**WORK REQUIRED**
Go through the material below and return each line with the string "white" in it.

**SUPPLIED DATA**
====================
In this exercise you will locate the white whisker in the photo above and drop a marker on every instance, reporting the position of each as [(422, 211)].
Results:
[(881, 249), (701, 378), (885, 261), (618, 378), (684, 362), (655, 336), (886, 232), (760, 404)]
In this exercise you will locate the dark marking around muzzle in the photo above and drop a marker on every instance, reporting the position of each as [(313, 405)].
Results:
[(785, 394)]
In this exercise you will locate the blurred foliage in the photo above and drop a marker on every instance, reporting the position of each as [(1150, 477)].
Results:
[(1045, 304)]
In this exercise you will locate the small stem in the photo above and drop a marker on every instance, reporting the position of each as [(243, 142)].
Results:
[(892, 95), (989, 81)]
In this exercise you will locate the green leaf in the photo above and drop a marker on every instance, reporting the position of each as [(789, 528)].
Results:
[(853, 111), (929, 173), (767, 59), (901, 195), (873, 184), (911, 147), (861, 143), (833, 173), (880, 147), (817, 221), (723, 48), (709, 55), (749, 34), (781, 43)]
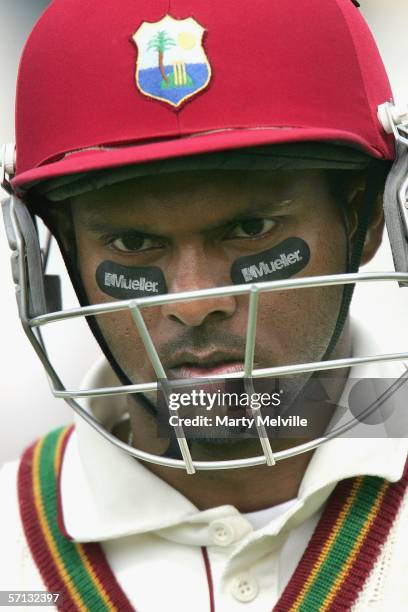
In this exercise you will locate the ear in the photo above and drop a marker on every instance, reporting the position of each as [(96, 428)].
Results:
[(376, 225)]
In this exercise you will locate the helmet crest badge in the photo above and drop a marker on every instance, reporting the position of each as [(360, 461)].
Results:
[(172, 65)]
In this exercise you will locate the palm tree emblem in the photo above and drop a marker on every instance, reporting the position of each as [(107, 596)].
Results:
[(171, 65), (161, 42)]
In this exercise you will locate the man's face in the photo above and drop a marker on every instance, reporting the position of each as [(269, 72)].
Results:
[(194, 226)]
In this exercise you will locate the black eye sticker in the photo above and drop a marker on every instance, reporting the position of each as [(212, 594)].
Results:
[(124, 283), (282, 261)]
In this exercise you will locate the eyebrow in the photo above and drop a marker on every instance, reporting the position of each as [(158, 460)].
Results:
[(92, 221)]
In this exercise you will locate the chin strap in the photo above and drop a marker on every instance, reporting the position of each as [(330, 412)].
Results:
[(375, 180), (44, 290)]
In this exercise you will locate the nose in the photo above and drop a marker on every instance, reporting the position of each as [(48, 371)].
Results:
[(193, 272)]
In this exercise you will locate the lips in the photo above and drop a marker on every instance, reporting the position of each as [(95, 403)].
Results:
[(205, 369)]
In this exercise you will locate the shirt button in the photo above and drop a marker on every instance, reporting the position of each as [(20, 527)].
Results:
[(244, 588), (221, 533)]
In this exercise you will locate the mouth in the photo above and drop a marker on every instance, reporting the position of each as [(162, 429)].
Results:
[(205, 366)]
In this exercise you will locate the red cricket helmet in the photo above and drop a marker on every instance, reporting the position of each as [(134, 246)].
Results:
[(106, 84)]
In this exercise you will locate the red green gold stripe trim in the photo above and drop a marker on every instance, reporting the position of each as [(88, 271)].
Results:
[(79, 571), (345, 546)]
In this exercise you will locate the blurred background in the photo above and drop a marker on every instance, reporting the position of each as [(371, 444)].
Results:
[(27, 407)]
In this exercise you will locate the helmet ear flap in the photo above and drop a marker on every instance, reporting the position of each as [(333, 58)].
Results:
[(43, 291)]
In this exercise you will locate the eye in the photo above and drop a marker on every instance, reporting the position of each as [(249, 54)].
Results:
[(133, 243), (251, 228)]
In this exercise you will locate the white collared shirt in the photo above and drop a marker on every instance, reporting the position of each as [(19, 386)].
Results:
[(152, 535)]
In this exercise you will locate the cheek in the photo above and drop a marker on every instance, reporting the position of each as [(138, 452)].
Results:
[(296, 326), (118, 328)]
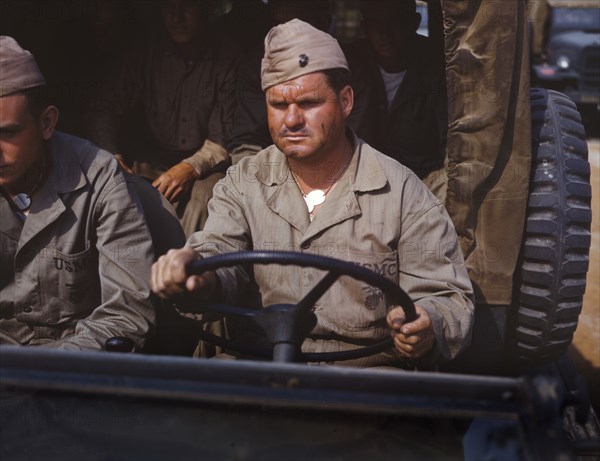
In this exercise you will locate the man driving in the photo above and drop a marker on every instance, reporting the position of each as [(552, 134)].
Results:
[(321, 190)]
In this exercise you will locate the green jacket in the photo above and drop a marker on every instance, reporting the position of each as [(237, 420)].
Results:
[(379, 215), (77, 271)]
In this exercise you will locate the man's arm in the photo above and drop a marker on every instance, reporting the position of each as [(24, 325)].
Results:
[(226, 230), (125, 255), (433, 273)]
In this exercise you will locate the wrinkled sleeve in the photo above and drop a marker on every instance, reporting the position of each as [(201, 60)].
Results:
[(213, 154), (226, 231), (125, 256), (433, 273)]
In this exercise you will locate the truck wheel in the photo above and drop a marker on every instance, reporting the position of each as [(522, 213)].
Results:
[(555, 253)]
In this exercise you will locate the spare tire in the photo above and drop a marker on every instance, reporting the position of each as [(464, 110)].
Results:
[(555, 252)]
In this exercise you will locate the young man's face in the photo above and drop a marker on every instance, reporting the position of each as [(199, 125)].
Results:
[(306, 117), (183, 19), (21, 141)]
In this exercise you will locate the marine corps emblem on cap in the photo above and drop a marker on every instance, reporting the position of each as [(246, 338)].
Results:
[(18, 69), (288, 47)]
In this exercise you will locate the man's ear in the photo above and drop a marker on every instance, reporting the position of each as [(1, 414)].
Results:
[(48, 121), (347, 100)]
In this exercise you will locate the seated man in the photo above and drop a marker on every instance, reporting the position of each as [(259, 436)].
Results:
[(250, 131), (76, 250), (322, 190), (176, 90), (400, 90)]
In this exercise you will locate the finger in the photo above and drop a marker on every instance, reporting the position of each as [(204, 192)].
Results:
[(412, 350), (396, 318), (175, 194), (407, 339), (421, 323), (171, 190)]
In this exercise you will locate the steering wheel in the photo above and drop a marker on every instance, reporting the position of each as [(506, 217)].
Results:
[(287, 325)]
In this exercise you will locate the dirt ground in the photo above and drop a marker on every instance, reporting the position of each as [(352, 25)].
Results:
[(585, 349)]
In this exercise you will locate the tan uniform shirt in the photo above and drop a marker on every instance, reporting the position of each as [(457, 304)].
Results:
[(77, 271), (379, 215)]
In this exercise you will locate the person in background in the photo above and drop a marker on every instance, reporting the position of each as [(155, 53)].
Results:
[(75, 247), (167, 112), (400, 90)]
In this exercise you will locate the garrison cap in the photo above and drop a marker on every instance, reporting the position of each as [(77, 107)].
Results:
====================
**EXERCISE SOLUTION**
In this exercise you will locate the white whisker in the photo above and drop a marker on every instance, reporting the position of each as [(422, 211)].
In this exercise you will locate the white collared shirt in the photo above and drop a marker on every instance, reporting the position of each as [(19, 386)].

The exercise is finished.